Also I am very anal about my things, although I do not mind letting people use my stuff, I can not sleep at night knowing things are not where they belong when they could be  haha

My biggest problems are
- I am very hard on myself
- I do not always ride how I know I should, I know what I am doing wrong but for some reason I keep doing it :/
- I go with my heart more then my brain.

although all of the above are some of the best things about myself 

MY ALL TIME PET PEEVE IS:

"You know its not the horses fault or problem, ITS YOURS!

People love to think stupid horse, when 9 times out of 10 it's stupid rider!


----------



## eclaire23 (Oct 26, 2010)

DONT TOUCH MY TACK!!!!!!!!!! My tack room isnt a pot luck! You can't just take it because it looks good. Then it doesnt get put back correctly- more than one occasion found the flaps to my flat saddle scruntch under itself on the rack. Leaving it bent.... and if one dares touch my saddle pads.... evil will ensue! lol But seriously just ask. Dont sneak around then fail miserably at covering it up. Half of the time I'll let them use it. 

If there is Show Shean on my horse dont touch. this leads to- I can clean my horse so dont "help" unless asked =)

When my mum becomes the ALMIGHTY trainer- and I no longer can do anything right.

Myself- posture (I slump) & My weight<- doesnt effect my horse or me physically...but its always an issue for us ladies lol


----------



## Susan Crumrine (Oct 5, 2009)

*trail riders*

who camp with their horses and leave them picketed with no hay and barely give them water.
I feel bad about having the boys picketed so they always have a full hay bag and I water every 3 hours, even at night. 

My personal: not being as good a rider as I used to be, because of injuries and Rheumatiod arthritis, cannot really ride non gaited horses well.....


----------



## Mythilus (Aug 16, 2010)

My biggest pet peeve is fellow boarders asking YOU to get THEIR horse because, oh, you're going to the field anyway, despite your horse is in the field on the other side of the property, you're still going to the field so you might as well get their horse too!

(Entries from a pointing dataset)
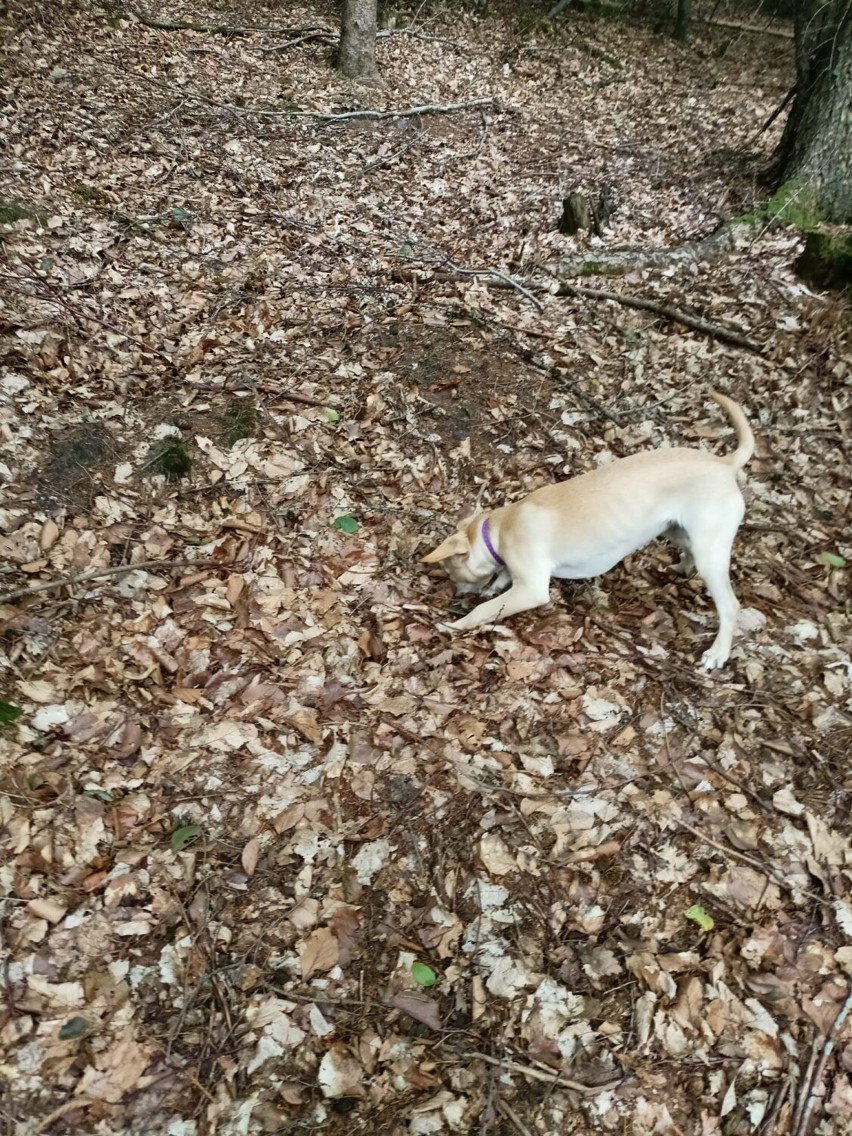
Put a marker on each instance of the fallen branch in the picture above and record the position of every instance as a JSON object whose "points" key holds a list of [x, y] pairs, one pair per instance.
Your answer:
{"points": [[766, 30], [55, 585], [322, 116], [662, 309], [58, 300], [804, 1105], [325, 36], [498, 278], [546, 1077], [501, 280], [616, 261], [189, 25]]}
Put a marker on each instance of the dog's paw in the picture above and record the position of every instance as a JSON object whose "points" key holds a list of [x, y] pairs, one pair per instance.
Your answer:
{"points": [[713, 659]]}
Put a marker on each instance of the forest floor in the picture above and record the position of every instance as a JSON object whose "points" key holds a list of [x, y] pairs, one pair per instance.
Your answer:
{"points": [[278, 854]]}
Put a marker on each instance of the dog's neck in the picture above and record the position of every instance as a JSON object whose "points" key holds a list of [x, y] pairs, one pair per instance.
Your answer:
{"points": [[486, 541]]}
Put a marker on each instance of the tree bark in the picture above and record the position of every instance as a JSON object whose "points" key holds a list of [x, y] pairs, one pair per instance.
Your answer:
{"points": [[817, 141], [357, 58]]}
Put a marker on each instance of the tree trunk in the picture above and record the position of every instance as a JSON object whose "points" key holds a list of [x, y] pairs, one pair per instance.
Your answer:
{"points": [[357, 58], [817, 142], [682, 21]]}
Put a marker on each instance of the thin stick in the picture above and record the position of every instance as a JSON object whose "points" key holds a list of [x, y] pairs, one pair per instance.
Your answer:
{"points": [[778, 880], [662, 309], [326, 36], [319, 116], [827, 1050], [55, 585], [58, 300], [546, 1078], [495, 275]]}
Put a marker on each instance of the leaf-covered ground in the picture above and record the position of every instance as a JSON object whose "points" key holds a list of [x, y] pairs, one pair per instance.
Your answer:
{"points": [[250, 790]]}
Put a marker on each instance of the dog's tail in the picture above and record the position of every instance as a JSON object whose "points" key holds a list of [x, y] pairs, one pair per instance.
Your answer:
{"points": [[744, 436]]}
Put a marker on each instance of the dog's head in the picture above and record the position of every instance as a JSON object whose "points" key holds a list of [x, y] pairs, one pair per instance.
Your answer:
{"points": [[456, 554]]}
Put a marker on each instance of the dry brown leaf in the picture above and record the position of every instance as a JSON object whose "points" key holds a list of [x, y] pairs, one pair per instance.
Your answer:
{"points": [[318, 952]]}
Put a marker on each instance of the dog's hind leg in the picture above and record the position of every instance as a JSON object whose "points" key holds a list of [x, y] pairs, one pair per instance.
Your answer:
{"points": [[712, 562]]}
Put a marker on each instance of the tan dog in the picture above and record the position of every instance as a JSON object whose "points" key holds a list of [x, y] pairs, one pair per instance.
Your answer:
{"points": [[584, 526]]}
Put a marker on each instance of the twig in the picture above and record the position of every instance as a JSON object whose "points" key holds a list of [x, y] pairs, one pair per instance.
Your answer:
{"points": [[111, 570], [292, 397], [188, 25], [512, 1117], [496, 277], [546, 1078], [778, 880], [661, 309], [320, 116], [805, 1105], [777, 110], [782, 32], [58, 300], [326, 36]]}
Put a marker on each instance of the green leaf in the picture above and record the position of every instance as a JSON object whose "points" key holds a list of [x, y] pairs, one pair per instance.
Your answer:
{"points": [[74, 1027], [699, 916], [9, 713], [423, 975], [99, 794], [183, 836], [832, 559]]}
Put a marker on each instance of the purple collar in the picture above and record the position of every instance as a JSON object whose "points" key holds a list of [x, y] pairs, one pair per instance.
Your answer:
{"points": [[490, 546]]}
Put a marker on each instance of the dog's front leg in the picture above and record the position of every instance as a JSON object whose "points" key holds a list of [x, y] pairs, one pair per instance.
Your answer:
{"points": [[523, 595]]}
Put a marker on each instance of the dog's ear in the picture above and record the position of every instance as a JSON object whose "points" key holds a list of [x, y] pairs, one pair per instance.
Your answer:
{"points": [[458, 544]]}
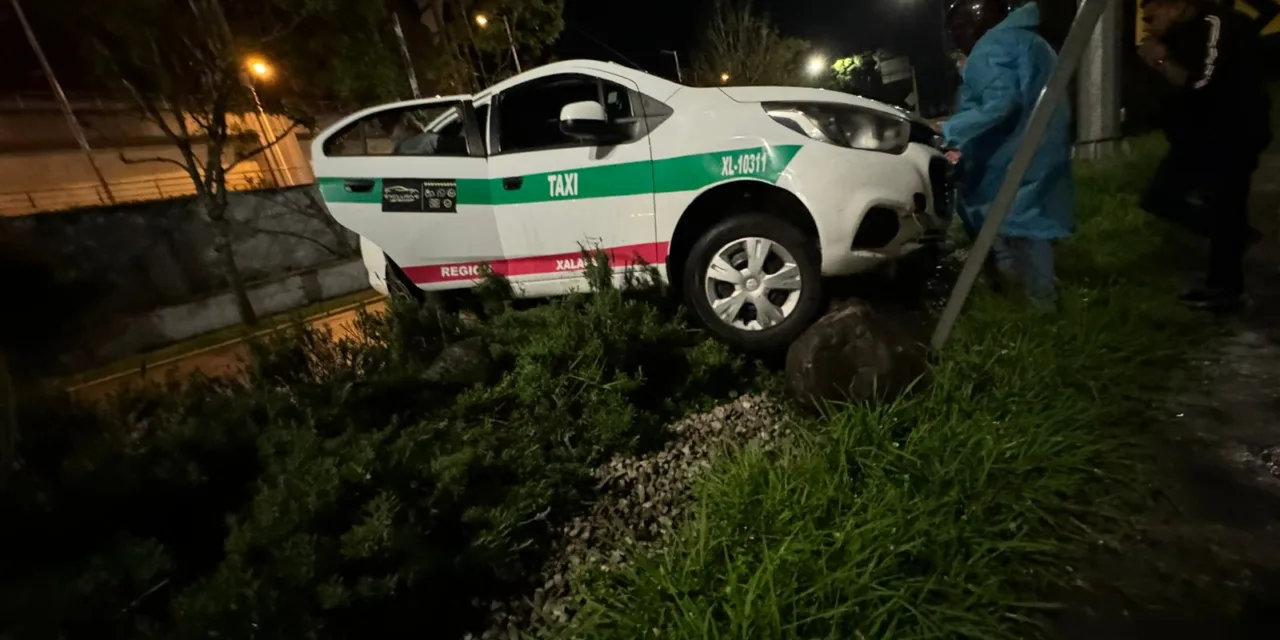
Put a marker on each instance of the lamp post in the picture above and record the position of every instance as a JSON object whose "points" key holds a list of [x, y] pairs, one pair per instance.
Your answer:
{"points": [[483, 22], [816, 65], [63, 103], [260, 69], [676, 55]]}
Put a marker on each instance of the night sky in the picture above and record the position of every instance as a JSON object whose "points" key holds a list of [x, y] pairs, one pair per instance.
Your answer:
{"points": [[835, 27], [640, 31]]}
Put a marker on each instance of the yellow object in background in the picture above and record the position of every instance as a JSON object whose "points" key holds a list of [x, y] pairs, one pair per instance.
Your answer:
{"points": [[1267, 12]]}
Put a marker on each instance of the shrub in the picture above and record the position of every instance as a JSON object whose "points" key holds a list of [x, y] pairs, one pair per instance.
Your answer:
{"points": [[334, 490], [950, 513]]}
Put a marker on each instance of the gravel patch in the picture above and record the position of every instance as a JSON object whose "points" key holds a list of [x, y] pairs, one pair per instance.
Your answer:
{"points": [[638, 503]]}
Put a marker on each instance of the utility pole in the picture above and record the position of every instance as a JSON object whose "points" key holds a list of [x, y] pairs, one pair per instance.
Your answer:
{"points": [[62, 101], [1097, 96], [676, 55], [408, 62], [512, 40]]}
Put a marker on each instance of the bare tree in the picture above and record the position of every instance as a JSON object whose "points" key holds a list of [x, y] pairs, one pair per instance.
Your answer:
{"points": [[745, 48], [184, 71]]}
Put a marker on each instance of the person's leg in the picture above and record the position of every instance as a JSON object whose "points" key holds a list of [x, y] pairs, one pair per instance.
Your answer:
{"points": [[1229, 240], [1033, 261]]}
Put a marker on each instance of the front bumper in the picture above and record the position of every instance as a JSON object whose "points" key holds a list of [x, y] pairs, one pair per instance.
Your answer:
{"points": [[892, 215]]}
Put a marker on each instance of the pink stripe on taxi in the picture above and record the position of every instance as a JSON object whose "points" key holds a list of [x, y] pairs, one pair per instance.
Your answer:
{"points": [[650, 252]]}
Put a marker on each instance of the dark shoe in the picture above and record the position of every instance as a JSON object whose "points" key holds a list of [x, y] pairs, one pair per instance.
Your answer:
{"points": [[1212, 300]]}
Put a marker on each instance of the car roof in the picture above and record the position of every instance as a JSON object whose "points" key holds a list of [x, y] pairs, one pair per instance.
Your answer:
{"points": [[650, 85]]}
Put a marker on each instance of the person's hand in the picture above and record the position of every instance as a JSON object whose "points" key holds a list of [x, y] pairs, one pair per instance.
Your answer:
{"points": [[1152, 51]]}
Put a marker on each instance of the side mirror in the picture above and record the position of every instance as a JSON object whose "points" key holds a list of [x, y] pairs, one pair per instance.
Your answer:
{"points": [[588, 122]]}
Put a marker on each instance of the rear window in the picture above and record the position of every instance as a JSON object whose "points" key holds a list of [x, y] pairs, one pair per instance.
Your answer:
{"points": [[435, 129]]}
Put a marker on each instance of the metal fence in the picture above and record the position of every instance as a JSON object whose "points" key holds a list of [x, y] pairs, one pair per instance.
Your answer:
{"points": [[160, 187]]}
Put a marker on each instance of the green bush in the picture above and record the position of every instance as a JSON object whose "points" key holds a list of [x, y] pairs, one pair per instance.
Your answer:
{"points": [[334, 492], [951, 513]]}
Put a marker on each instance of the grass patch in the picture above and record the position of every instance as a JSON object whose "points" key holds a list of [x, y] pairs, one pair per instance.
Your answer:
{"points": [[343, 488], [950, 513]]}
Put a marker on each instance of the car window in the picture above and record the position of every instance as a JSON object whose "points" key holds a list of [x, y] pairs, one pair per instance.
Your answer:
{"points": [[529, 114], [435, 129], [483, 118]]}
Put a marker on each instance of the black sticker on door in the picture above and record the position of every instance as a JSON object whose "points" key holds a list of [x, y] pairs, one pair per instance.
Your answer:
{"points": [[435, 196]]}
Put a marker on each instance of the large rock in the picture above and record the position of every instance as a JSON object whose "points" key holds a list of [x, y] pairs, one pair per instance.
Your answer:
{"points": [[854, 353], [464, 362]]}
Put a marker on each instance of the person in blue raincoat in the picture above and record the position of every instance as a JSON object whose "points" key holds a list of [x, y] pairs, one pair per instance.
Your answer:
{"points": [[1006, 67]]}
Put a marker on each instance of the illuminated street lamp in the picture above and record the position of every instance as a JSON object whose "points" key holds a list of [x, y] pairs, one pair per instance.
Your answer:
{"points": [[817, 64], [483, 22], [259, 69]]}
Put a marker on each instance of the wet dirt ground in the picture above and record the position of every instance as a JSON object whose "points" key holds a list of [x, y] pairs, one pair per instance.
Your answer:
{"points": [[1208, 562]]}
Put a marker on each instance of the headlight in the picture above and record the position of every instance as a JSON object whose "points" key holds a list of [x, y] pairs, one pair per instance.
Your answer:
{"points": [[844, 124]]}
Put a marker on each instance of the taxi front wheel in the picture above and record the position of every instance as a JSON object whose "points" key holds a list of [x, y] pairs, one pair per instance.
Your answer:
{"points": [[755, 282]]}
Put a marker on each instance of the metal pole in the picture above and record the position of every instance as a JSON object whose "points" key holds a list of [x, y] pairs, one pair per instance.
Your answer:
{"points": [[62, 101], [680, 77], [512, 40], [408, 62], [1050, 99], [277, 169], [1098, 87]]}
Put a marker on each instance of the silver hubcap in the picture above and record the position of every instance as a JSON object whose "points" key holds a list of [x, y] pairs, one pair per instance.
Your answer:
{"points": [[753, 283]]}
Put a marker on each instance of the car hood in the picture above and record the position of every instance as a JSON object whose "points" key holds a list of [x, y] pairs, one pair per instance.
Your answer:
{"points": [[807, 95]]}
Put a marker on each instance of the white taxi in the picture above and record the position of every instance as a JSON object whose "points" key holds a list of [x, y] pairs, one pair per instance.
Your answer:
{"points": [[741, 197]]}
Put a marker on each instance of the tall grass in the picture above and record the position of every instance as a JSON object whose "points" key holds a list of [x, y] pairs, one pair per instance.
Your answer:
{"points": [[950, 513]]}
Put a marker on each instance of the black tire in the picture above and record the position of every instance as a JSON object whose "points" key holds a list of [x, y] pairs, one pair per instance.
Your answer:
{"points": [[801, 247]]}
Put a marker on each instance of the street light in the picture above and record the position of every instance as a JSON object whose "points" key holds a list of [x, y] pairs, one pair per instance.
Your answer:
{"points": [[817, 64], [259, 69], [483, 22]]}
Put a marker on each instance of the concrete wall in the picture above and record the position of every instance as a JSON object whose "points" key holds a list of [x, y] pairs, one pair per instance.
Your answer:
{"points": [[167, 325], [150, 255], [44, 169], [147, 273]]}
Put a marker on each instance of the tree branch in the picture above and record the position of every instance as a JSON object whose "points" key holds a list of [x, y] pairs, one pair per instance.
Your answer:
{"points": [[154, 159], [246, 155], [296, 236]]}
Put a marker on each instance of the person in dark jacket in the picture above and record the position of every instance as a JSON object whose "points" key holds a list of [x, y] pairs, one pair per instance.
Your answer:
{"points": [[1006, 67], [1217, 122]]}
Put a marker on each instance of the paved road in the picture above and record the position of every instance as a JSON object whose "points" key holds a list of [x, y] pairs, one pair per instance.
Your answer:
{"points": [[225, 359]]}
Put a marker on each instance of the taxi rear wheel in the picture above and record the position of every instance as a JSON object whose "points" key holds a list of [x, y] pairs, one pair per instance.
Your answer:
{"points": [[754, 280]]}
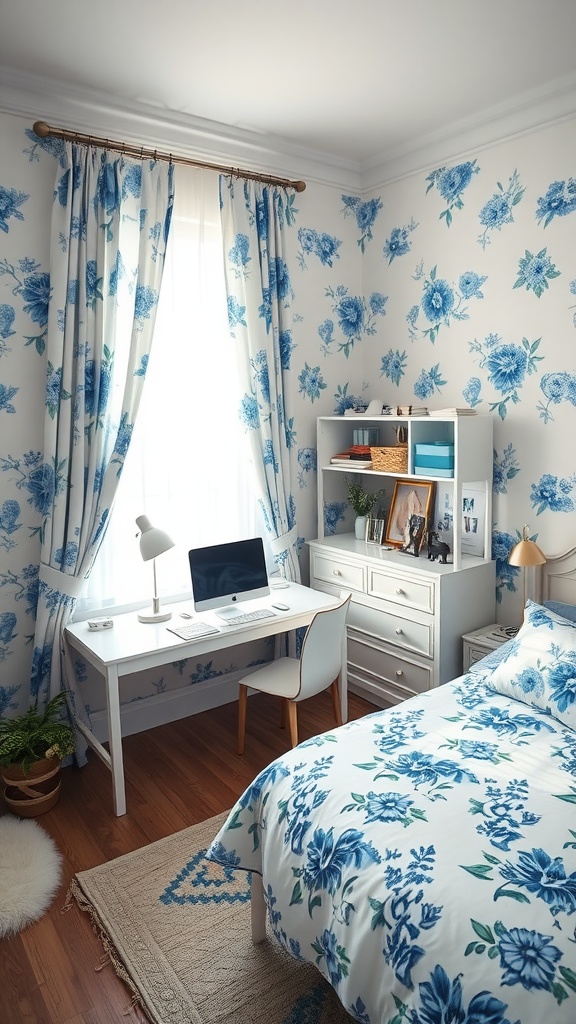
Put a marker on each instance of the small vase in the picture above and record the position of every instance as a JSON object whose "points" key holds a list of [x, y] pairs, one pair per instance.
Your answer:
{"points": [[360, 527]]}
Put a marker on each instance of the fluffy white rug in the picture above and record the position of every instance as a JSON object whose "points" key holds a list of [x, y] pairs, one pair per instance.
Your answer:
{"points": [[30, 872]]}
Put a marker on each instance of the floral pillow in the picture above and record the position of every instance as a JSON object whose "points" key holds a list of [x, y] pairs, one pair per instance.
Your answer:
{"points": [[540, 667], [561, 608]]}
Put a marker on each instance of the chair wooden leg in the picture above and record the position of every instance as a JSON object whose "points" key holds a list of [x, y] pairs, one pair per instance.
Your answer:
{"points": [[293, 722], [242, 701], [336, 701]]}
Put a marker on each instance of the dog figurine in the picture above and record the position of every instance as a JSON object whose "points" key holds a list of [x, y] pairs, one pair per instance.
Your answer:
{"points": [[437, 548]]}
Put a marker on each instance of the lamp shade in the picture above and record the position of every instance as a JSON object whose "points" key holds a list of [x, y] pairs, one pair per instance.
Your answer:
{"points": [[154, 542], [526, 552]]}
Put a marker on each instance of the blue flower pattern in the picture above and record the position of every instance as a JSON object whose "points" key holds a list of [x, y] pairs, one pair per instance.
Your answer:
{"points": [[376, 851]]}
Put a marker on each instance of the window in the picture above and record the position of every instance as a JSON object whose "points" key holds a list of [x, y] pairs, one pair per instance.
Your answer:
{"points": [[188, 467]]}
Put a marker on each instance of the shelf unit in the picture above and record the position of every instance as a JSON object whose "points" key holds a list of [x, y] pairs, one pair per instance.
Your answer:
{"points": [[407, 614], [472, 440]]}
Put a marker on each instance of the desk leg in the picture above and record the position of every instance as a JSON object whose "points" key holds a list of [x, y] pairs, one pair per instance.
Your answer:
{"points": [[115, 740], [343, 680]]}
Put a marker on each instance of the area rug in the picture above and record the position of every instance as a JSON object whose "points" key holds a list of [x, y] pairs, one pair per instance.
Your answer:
{"points": [[30, 872], [176, 928]]}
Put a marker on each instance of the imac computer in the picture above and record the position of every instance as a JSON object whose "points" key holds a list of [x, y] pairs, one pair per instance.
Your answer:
{"points": [[224, 574]]}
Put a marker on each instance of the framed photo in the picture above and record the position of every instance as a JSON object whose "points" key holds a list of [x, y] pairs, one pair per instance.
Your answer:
{"points": [[474, 506], [374, 529], [410, 498], [472, 519], [416, 528]]}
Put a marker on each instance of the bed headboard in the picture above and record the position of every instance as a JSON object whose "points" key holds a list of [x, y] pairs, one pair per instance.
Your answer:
{"points": [[558, 579]]}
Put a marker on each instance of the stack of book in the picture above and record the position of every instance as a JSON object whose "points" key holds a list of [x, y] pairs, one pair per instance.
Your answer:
{"points": [[411, 411], [452, 411], [357, 457]]}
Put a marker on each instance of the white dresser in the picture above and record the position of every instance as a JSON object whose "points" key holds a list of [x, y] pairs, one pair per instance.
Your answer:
{"points": [[407, 615]]}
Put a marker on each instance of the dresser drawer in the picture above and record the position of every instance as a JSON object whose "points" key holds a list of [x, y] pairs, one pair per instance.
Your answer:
{"points": [[338, 572], [388, 625], [408, 676], [402, 590]]}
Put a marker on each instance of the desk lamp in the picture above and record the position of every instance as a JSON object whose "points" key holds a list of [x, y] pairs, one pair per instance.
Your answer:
{"points": [[525, 554], [154, 542]]}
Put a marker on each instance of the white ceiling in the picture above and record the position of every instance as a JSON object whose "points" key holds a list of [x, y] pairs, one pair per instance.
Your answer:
{"points": [[351, 81]]}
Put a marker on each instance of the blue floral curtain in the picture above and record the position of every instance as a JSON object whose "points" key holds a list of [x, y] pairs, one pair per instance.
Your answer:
{"points": [[259, 296], [110, 226]]}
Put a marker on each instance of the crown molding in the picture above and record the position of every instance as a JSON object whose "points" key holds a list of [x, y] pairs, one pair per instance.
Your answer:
{"points": [[528, 113], [88, 111], [100, 114]]}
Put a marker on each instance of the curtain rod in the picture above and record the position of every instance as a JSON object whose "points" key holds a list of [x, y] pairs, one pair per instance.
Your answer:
{"points": [[43, 130]]}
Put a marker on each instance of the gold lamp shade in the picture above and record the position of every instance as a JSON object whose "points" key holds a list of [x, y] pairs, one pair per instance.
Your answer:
{"points": [[526, 554]]}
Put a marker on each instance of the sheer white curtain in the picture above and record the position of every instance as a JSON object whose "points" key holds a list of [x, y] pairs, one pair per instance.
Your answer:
{"points": [[188, 467]]}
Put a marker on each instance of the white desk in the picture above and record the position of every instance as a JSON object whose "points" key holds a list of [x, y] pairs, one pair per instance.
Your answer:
{"points": [[132, 646]]}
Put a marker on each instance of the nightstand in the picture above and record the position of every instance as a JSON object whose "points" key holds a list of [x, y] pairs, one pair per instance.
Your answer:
{"points": [[480, 642]]}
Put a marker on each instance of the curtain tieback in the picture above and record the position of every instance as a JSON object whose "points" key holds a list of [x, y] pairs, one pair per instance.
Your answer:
{"points": [[71, 586], [280, 544]]}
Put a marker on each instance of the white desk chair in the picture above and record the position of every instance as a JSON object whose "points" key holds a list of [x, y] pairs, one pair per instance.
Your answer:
{"points": [[295, 679]]}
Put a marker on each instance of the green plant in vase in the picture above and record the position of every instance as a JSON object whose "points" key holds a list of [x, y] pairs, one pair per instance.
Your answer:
{"points": [[364, 503], [32, 748]]}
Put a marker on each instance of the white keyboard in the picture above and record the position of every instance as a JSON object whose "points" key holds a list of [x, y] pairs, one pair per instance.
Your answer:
{"points": [[249, 616], [194, 631]]}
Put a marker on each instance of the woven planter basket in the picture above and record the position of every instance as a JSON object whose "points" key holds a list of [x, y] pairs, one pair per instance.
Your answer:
{"points": [[389, 460], [28, 796]]}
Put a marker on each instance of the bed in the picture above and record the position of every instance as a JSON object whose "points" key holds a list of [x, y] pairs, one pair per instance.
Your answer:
{"points": [[424, 857]]}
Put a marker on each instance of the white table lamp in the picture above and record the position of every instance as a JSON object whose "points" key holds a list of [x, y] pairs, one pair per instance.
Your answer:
{"points": [[154, 542], [526, 554]]}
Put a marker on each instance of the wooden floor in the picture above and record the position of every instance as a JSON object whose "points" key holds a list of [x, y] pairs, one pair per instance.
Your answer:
{"points": [[176, 775]]}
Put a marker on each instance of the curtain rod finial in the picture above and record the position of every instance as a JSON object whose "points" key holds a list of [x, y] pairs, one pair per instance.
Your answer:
{"points": [[41, 129]]}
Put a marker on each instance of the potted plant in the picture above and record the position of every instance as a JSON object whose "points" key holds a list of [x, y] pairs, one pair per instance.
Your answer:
{"points": [[32, 748], [363, 503]]}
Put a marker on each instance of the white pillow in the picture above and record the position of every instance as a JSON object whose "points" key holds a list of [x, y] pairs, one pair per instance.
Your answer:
{"points": [[540, 668]]}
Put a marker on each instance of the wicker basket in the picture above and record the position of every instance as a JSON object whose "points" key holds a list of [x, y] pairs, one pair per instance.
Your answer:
{"points": [[389, 460]]}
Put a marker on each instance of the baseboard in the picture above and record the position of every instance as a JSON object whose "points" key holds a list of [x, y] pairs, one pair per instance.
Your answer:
{"points": [[139, 715]]}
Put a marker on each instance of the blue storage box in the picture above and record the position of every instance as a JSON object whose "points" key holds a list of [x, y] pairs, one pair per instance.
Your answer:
{"points": [[366, 435], [438, 455], [433, 471]]}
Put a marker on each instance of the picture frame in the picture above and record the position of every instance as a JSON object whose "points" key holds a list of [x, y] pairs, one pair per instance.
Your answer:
{"points": [[409, 498], [416, 530], [472, 541], [374, 529], [474, 506]]}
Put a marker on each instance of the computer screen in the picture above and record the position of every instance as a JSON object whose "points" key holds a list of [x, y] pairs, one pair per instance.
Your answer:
{"points": [[228, 573]]}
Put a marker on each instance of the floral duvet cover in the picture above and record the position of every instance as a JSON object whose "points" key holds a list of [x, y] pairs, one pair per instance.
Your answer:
{"points": [[424, 859]]}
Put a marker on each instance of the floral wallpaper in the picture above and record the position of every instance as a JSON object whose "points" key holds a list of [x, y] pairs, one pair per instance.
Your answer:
{"points": [[453, 286]]}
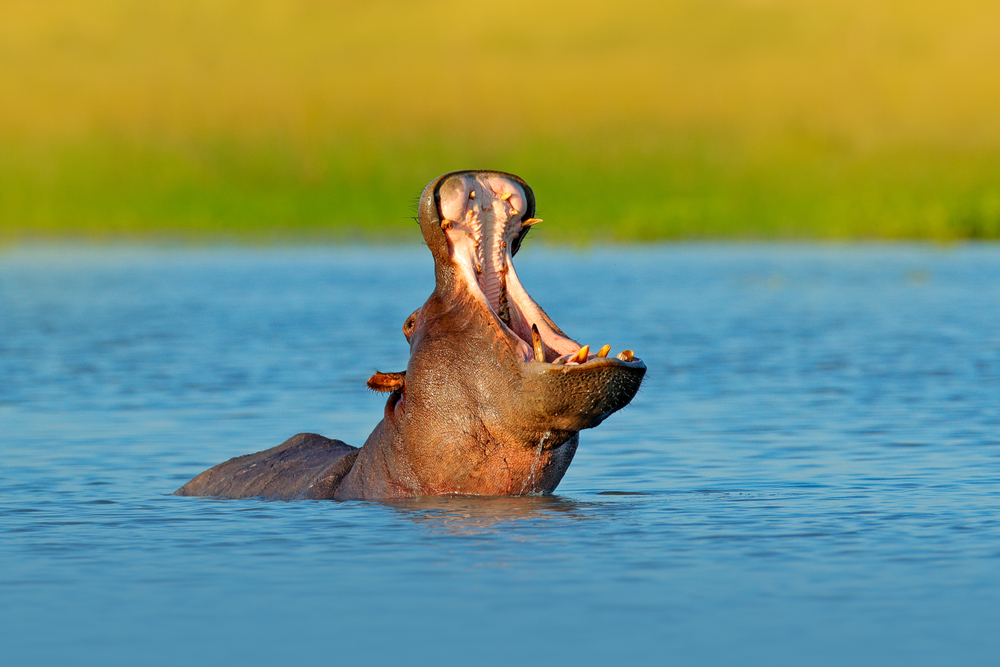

:: List of tasks ::
• 1. From the pet-peeves thread, reproduce word for word the passage from "## eclaire23 (Oct" to "do anything right.".
• 2. List each poster named in a header in the pet-peeves thread, along with the date shown beside that name.
The entries stand apart from the pet-peeves thread and are separate material.

:: Exercise solutions ::
• 1.
## eclaire23 (Oct 26, 2010)

DONT TOUCH MY TACK!!!!!!!!!! My tack room isnt a pot luck! You can't just take it because it looks good. Then it doesnt get put back correctly- more than one occasion found the flaps to my flat saddle scruntch under itself on the rack. Leaving it bent.... and if one dares touch my saddle pads.... evil will ensue! lol But seriously just ask. Dont sneak around then fail miserably at covering it up. Half of the time I'll let them use it. 

If there is Show Shean on my horse dont touch. this leads to- I can clean my horse so dont "help" unless asked =)

When my mum becomes the ALMIGHTY trainer- and I no longer can do anything right.

• 2.
eclaire23 (Oct 26, 2010)
Susan Crumrine (Oct 5, 2009)
Mythilus (Aug 16, 2010)